(Data supplied):
----

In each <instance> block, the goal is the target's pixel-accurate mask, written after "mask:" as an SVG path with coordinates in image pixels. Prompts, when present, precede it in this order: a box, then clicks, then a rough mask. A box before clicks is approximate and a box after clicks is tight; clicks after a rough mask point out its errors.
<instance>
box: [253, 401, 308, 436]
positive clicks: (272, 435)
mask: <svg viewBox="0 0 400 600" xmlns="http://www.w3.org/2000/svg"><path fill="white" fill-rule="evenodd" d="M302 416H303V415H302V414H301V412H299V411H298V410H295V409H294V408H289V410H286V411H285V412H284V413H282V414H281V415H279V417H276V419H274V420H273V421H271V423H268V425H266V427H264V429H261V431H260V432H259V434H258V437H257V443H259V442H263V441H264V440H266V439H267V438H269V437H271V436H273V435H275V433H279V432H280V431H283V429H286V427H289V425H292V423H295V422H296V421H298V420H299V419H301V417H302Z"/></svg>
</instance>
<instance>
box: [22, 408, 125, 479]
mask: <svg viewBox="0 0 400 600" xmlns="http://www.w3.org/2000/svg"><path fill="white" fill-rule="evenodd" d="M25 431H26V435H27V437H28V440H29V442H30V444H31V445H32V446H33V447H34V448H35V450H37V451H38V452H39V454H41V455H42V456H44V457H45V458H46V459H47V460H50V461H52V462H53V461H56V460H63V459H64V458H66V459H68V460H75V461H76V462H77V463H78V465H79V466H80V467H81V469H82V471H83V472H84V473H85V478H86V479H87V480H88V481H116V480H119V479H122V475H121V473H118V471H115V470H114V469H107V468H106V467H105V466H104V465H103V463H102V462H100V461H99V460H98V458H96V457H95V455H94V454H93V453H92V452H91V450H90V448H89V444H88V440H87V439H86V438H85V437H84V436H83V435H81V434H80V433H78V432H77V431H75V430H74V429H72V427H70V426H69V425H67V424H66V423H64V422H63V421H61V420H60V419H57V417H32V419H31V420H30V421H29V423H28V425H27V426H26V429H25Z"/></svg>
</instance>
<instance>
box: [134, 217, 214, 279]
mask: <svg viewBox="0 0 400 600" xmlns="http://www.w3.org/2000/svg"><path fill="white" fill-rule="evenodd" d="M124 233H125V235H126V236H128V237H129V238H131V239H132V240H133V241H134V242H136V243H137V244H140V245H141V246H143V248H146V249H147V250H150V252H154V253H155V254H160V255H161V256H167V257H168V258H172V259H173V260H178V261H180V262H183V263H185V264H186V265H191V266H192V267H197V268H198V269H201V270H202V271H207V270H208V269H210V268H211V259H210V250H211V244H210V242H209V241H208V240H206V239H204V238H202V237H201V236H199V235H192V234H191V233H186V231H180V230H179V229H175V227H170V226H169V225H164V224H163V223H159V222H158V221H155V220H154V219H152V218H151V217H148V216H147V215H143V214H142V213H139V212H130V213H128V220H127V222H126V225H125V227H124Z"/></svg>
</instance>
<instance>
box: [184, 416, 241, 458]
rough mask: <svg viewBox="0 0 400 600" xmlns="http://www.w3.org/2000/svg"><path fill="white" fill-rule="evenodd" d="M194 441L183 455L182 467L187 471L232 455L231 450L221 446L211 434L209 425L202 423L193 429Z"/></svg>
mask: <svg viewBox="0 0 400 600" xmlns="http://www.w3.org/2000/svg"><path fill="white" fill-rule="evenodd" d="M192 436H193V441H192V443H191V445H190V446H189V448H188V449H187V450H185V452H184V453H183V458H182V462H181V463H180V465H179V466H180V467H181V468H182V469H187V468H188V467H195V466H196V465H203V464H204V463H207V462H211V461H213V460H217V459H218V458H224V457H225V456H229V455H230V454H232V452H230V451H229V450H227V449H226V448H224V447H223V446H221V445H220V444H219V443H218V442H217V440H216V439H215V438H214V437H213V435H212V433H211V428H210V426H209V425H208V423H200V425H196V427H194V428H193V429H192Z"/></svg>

----

(Exercise requirements):
Copy all of the records above line by line, without changing, adding, or leaving out anything.

(Your response):
In each <instance> block, the goal is the target's pixel-accurate mask, written after "mask:" as an SVG path with coordinates in image pixels. Prompts, when present, precede it in this order: a box, then clicks, then a rough mask. A box before clicks is approximate and a box after clicks is tight; clicks after a rough mask point out its errors.
<instance>
box: [253, 401, 308, 436]
positive clicks: (272, 435)
mask: <svg viewBox="0 0 400 600" xmlns="http://www.w3.org/2000/svg"><path fill="white" fill-rule="evenodd" d="M302 416H303V415H302V414H301V412H299V411H298V410H295V409H294V408H289V410H286V411H285V412H284V413H282V414H281V415H279V417H276V419H274V420H273V421H271V423H268V425H266V427H264V429H261V431H260V432H259V434H258V437H257V443H259V442H263V441H264V440H266V439H267V438H269V437H271V436H273V435H275V433H279V432H280V431H283V429H286V427H289V425H292V423H295V422H296V421H298V420H299V419H301V417H302Z"/></svg>
</instance>
<instance>
box: [22, 408, 125, 479]
mask: <svg viewBox="0 0 400 600" xmlns="http://www.w3.org/2000/svg"><path fill="white" fill-rule="evenodd" d="M25 431H26V435H27V437H28V440H29V442H30V444H31V445H32V446H33V447H34V448H35V450H37V451H38V452H39V454H41V455H42V456H44V457H45V458H46V459H47V460H50V461H52V462H53V461H56V460H63V459H64V458H66V459H68V460H75V461H76V462H77V463H78V465H79V466H80V467H81V469H82V471H83V472H84V473H85V478H86V479H87V480H88V481H116V480H119V479H122V475H121V473H118V471H115V470H114V469H107V468H106V467H105V466H104V465H103V463H102V462H100V461H99V460H98V458H96V457H95V455H94V454H93V453H92V452H91V450H90V448H89V444H88V440H87V439H86V438H85V437H84V436H83V435H81V434H80V433H78V432H77V431H75V430H74V429H72V427H70V426H69V425H67V424H66V423H64V422H63V421H61V420H60V419H57V417H32V419H31V420H30V421H29V423H28V425H27V426H26V429H25Z"/></svg>
</instance>
<instance>
box: [134, 217, 214, 279]
mask: <svg viewBox="0 0 400 600" xmlns="http://www.w3.org/2000/svg"><path fill="white" fill-rule="evenodd" d="M124 233H125V235H126V236H128V237H129V238H131V239H132V240H133V241H134V242H136V243H137V244H140V245H141V246H143V248H146V249H147V250H150V252H154V253H155V254H160V255H161V256H167V257H168V258H172V259H173V260H178V261H180V262H183V263H185V264H186V265H191V266H192V267H197V268H198V269H201V270H202V271H207V270H208V269H210V268H211V259H210V250H211V244H210V242H209V241H208V240H206V239H204V238H202V237H201V236H199V235H192V234H191V233H186V231H180V230H179V229H175V227H170V226H169V225H164V224H163V223H159V222H158V221H155V220H154V219H152V218H151V217H148V216H147V215H143V214H142V213H139V212H130V213H128V220H127V222H126V225H125V227H124Z"/></svg>
</instance>
<instance>
box: [184, 416, 241, 458]
rough mask: <svg viewBox="0 0 400 600" xmlns="http://www.w3.org/2000/svg"><path fill="white" fill-rule="evenodd" d="M194 441L183 455L182 467L187 471L232 455L231 450L221 446L211 434L209 425L202 423L193 429Z"/></svg>
mask: <svg viewBox="0 0 400 600" xmlns="http://www.w3.org/2000/svg"><path fill="white" fill-rule="evenodd" d="M192 436H193V441H192V443H191V445H190V446H189V448H188V449H187V450H185V452H184V453H183V458H182V462H181V463H180V465H179V466H180V467H181V468H182V469H187V468H188V467H195V466H196V465H203V464H204V463H207V462H211V461H213V460H217V459H218V458H224V457H225V456H229V455H230V454H232V452H230V451H229V450H227V449H226V448H224V447H223V446H221V445H220V444H219V443H218V442H217V440H216V439H215V438H214V437H213V435H212V433H211V428H210V426H209V425H208V423H200V425H196V427H194V428H193V429H192Z"/></svg>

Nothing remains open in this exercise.